Duplicate the page on leaf-based vocabulary pruning below word for word, from its title through its closing citation.
── Document passage
Leaf-Based Vocabulary Pruning

Updated 10 December 2025

The paper introduces a structural, frequency-guided method that safely removes leaf tokens to preserve the vocabulary's combinatorial integrity.
It employs heap-based and breadth-first algorithms for BPE tokenizers and diffusion classifiers to prune without sacrificing tokenization determinism or classification accuracy.
Empirical results demonstrate up to 62.5% vocabulary reduction and nearly 60% speedup in inference, confirming the method’s balance between efficiency and performance.

Leaf-based vocabulary pruning is a structural, frequency-guided approach for compacting and optimizing the vocabularies used in machine learning models, specifically tokenizers for LLMs and label sets in diffusion-based classifiers. The central principle is the safe removal of "leaf" nodes—elements that terminate derivation chains or merge graphs—such that the critical combinatorial structure and essential coverage of the vocabulary are preserved. This method has been independently proposed for Byte-Pair-Encoding (BPE) tokenizer adaptation and for reducing class evaluation overhead in diffusion models, yielding empirical gains in inference efficiency without measurable loss in model quality or task performance (Purason et al., 3 Dec 2025, Shanbhag et al., 18 Nov 2024).
────
── Raw data
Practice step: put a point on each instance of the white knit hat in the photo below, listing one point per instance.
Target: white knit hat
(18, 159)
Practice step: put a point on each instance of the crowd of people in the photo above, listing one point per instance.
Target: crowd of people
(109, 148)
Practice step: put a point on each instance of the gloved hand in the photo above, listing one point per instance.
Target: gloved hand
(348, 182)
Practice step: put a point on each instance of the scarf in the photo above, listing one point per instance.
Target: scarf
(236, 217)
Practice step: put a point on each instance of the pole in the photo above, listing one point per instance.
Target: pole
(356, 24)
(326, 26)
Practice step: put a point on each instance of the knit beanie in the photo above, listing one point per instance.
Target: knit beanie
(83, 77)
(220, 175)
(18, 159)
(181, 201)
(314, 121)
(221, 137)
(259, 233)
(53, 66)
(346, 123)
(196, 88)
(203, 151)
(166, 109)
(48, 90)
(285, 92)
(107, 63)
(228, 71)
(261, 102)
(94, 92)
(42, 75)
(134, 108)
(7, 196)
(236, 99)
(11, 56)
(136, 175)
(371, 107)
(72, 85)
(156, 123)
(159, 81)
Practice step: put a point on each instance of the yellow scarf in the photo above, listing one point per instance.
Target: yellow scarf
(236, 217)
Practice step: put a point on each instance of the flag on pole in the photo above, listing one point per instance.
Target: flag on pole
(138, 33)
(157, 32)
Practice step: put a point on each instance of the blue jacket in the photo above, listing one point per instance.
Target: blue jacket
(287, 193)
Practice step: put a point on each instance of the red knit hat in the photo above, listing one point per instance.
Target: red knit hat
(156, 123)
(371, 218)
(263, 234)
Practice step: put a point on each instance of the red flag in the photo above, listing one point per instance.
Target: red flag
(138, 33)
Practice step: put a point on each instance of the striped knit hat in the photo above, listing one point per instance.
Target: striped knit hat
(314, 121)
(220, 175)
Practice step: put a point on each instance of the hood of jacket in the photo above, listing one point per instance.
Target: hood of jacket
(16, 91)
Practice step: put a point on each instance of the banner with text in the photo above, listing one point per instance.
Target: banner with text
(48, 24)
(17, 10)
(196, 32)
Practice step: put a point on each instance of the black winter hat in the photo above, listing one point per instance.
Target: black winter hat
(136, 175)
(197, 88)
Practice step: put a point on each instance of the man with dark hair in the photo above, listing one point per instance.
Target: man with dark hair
────
* Written answer
Leaf-Based Vocabulary Pruning

Updated 10 December 2025

The paper introduces a structural, frequency-guided method that safely removes leaf tokens to preserve the vocabulary's combinatorial integrity.
It employs heap-based and breadth-first algorithms for BPE tokenizers and diffusion classifiers to prune without sacrificing tokenization determinism or classification accuracy.
Empirical results demonstrate up to 62.5% vocabulary reduction and nearly 60% speedup in inference, confirming the method’s balance between efficiency and performance.

Leaf-based vocabulary pruning is a structural, frequency-guided approach for compacting and optimizing the vocabularies used in machine learning models, specifically tokenizers for LLMs and label sets in diffusion-based classifiers. The central principle is the safe removal of "leaf" nodes—elements that terminate derivation chains or merge graphs—such that the critical combinatorial structure and essential coverage of the vocabulary are preserved. This method has been independently proposed for Byte-Pair-Encoding (BPE) tokenizer adaptation and for reducing class evaluation overhead in diffusion models, yielding empirical gains in inference efficiency without measurable loss in model quality or task performance (Purason et al., 3 Dec 2025, Shanbhag et al., 18 Nov 2024).